Location annotation dataset excerpts:
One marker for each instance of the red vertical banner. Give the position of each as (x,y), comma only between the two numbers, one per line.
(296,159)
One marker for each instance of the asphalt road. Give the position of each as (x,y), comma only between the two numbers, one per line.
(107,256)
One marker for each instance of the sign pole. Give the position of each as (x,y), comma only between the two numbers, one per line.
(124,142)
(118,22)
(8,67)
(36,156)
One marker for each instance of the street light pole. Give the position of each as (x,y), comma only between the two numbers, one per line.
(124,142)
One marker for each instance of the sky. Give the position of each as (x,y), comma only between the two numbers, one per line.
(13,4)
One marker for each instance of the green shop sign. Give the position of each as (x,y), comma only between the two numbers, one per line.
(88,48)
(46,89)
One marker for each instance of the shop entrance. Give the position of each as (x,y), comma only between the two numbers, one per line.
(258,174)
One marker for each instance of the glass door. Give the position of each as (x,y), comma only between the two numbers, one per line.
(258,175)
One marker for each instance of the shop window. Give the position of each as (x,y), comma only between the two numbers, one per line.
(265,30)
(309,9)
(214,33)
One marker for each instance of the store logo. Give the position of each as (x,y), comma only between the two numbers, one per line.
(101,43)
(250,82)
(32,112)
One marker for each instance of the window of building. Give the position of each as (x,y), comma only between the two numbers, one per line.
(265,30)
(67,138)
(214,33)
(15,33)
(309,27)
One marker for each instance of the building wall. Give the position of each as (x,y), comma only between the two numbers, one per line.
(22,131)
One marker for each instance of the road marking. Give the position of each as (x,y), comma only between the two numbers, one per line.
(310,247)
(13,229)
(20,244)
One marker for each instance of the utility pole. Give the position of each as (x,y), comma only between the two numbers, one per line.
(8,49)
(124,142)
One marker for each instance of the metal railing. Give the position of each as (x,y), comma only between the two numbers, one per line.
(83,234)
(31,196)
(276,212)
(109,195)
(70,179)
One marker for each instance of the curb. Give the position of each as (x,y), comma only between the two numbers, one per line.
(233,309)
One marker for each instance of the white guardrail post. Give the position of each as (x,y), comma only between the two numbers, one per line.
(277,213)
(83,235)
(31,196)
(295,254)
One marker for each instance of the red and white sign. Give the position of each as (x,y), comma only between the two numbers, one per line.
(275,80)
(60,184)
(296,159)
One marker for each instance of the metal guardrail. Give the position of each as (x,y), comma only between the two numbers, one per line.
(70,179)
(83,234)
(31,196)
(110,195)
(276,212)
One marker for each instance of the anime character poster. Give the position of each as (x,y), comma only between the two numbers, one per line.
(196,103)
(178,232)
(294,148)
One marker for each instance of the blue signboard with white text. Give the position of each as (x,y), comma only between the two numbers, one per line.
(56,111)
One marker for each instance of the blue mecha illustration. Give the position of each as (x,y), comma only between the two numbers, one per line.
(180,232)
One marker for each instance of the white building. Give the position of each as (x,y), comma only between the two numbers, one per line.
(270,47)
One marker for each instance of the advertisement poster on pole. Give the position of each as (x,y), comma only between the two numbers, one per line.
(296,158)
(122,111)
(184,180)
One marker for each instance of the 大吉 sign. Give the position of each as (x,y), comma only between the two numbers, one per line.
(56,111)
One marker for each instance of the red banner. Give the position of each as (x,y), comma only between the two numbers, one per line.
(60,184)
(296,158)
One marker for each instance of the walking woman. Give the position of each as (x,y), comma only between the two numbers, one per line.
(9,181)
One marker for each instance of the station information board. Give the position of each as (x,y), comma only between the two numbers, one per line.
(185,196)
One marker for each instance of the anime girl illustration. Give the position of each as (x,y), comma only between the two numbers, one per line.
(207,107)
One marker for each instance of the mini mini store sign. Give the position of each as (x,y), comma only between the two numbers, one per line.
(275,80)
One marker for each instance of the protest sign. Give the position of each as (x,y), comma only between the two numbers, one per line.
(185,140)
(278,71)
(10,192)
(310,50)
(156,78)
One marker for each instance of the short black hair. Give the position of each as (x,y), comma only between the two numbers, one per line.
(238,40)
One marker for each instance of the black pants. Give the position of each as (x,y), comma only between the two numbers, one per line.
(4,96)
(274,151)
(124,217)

→ Work to be completed
Copy the rows starting at the one containing "One marker for each instance of the short" and ending at the last row, keeping the requests unchanged but shifting every coordinate in the answers up by 54.

→ Full solution
One marker for each instance of the short black hair. Give the position of each as (x,y), comma only between the two numbers, one per line.
(292,94)
One marker for each instance of the black pants. Give the position of each as (x,y), comma only between the two numbers, one per line.
(58,150)
(328,205)
(178,271)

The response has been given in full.